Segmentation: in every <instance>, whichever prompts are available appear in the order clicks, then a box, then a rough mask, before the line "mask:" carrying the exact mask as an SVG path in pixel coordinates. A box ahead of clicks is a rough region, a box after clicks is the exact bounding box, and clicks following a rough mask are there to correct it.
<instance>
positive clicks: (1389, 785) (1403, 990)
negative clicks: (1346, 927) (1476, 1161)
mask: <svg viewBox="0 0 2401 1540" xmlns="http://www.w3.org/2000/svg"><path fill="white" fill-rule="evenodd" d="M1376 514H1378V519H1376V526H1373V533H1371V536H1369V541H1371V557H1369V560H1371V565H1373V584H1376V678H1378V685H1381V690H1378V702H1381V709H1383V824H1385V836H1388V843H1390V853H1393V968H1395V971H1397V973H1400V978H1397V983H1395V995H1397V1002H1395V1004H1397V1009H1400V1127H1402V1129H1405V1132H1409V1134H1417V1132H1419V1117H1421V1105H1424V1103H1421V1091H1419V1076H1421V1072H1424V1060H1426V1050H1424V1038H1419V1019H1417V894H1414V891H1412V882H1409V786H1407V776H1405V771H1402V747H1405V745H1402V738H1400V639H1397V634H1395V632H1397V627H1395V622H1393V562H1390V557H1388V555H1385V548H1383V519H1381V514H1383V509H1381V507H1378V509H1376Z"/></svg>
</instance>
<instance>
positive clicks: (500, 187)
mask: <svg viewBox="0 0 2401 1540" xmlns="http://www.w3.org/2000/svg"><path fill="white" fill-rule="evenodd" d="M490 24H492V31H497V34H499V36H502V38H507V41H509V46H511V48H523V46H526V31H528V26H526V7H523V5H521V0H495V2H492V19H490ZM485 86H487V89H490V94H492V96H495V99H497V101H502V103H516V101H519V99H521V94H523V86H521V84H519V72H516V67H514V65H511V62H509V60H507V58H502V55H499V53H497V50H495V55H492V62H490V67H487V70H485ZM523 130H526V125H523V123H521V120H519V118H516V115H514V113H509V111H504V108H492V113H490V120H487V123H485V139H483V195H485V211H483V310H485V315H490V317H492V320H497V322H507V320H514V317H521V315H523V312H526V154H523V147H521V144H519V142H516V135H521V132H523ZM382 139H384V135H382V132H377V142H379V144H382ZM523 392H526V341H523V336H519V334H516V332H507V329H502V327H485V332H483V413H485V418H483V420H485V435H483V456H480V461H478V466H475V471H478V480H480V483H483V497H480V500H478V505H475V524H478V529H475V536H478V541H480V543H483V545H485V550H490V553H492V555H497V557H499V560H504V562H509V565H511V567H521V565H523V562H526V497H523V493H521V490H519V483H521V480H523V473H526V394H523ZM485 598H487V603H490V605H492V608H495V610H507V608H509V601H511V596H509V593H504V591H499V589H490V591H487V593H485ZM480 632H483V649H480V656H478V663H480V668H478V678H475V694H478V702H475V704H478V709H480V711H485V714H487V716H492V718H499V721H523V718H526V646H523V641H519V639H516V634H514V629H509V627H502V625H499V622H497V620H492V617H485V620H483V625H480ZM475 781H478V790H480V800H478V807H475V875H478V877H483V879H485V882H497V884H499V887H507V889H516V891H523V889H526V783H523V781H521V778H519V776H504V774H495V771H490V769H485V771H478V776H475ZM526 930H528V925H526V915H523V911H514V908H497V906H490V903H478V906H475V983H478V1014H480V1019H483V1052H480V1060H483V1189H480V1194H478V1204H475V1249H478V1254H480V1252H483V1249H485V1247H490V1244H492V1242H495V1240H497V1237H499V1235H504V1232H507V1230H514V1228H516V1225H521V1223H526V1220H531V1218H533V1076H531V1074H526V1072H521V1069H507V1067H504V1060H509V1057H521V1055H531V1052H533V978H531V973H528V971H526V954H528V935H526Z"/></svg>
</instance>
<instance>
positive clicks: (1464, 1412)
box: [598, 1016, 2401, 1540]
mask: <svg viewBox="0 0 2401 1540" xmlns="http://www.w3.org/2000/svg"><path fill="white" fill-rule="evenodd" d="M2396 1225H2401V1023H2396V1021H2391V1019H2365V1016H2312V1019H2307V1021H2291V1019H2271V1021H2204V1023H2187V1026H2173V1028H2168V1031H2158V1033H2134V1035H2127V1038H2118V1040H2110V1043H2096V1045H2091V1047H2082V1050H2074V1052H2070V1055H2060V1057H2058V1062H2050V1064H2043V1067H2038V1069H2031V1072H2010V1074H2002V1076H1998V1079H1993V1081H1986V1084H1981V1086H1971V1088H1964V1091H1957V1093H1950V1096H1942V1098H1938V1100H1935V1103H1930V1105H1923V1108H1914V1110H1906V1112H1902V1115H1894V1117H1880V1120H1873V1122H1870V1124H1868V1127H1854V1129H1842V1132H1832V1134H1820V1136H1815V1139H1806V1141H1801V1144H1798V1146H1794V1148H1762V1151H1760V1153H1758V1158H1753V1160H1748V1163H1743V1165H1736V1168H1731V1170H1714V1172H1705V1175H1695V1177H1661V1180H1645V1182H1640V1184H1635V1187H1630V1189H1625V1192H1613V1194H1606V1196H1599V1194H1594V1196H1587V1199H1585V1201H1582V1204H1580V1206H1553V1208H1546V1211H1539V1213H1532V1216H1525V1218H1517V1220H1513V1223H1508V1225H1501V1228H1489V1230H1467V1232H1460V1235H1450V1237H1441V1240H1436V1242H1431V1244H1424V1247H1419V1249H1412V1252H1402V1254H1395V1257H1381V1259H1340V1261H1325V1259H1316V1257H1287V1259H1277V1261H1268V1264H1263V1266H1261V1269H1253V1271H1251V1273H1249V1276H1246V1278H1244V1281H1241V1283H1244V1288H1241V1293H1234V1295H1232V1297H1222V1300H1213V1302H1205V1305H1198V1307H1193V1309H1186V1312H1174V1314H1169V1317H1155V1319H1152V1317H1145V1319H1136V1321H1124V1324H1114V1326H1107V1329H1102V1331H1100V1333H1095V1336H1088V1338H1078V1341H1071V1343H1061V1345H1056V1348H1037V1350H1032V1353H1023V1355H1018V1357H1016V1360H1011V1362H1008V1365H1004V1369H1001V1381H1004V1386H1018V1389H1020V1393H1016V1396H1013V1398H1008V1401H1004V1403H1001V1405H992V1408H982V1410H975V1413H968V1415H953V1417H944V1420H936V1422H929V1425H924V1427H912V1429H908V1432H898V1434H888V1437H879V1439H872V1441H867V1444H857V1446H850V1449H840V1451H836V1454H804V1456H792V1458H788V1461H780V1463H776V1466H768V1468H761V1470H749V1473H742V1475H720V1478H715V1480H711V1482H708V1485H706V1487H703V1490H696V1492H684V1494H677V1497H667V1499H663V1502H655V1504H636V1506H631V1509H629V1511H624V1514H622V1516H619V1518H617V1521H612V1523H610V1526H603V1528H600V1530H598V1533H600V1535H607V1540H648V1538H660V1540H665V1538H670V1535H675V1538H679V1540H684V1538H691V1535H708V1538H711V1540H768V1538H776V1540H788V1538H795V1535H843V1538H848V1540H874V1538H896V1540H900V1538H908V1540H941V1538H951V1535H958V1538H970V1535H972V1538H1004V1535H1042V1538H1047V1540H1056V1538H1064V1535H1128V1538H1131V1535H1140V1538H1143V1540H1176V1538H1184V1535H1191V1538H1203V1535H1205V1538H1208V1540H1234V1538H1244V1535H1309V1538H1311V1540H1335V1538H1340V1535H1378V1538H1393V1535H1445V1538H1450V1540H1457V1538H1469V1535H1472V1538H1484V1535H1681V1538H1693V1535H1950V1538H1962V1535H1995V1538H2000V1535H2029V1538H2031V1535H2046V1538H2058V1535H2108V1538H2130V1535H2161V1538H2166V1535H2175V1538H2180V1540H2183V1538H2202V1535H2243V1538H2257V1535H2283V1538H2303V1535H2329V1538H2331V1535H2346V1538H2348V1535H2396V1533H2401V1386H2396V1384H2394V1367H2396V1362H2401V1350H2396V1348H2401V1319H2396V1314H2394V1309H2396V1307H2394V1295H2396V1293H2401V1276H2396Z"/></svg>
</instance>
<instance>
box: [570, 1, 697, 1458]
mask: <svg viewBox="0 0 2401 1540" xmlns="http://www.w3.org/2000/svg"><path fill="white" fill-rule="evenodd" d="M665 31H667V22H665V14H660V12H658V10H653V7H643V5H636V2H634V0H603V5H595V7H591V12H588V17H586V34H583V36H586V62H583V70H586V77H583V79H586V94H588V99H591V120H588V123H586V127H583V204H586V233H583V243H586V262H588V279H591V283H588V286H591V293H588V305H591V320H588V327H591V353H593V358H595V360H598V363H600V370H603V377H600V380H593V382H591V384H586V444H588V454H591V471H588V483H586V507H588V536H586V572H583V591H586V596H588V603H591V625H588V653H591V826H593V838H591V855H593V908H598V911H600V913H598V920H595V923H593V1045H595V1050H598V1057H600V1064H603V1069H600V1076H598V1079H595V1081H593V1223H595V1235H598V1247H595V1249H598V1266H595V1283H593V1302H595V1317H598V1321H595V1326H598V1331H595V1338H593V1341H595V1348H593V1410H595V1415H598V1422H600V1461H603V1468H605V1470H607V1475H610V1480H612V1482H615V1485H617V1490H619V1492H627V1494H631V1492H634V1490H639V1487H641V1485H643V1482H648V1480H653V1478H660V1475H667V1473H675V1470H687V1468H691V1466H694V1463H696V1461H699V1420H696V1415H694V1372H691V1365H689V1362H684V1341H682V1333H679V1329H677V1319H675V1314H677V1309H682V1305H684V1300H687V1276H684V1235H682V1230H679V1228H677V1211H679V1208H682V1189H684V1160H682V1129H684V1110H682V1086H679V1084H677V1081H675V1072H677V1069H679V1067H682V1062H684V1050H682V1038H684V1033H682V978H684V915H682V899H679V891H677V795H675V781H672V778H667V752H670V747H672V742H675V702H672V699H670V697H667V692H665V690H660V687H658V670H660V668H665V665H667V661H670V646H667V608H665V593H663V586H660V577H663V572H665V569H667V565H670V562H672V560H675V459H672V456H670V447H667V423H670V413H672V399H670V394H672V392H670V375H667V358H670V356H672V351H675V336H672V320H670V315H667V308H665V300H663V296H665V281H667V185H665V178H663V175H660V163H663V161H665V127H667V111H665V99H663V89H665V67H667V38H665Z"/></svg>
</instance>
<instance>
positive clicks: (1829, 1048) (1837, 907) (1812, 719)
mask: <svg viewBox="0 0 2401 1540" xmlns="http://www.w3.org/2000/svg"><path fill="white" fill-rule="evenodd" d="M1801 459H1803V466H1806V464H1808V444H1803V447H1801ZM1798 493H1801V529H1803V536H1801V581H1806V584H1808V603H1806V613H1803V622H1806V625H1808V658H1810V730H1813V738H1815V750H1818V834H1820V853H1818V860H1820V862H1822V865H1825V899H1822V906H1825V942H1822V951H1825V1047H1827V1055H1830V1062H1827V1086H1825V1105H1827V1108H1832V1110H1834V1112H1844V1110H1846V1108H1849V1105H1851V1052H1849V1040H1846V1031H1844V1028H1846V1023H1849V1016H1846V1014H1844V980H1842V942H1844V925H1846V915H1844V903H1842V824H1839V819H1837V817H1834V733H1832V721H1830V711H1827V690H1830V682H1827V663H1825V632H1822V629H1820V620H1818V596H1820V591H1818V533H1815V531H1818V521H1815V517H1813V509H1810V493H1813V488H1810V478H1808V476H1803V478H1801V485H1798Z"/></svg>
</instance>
- - - -
— Task —
The string "positive" appears in how many lines above? Answer with the number only.

— Written solution —
4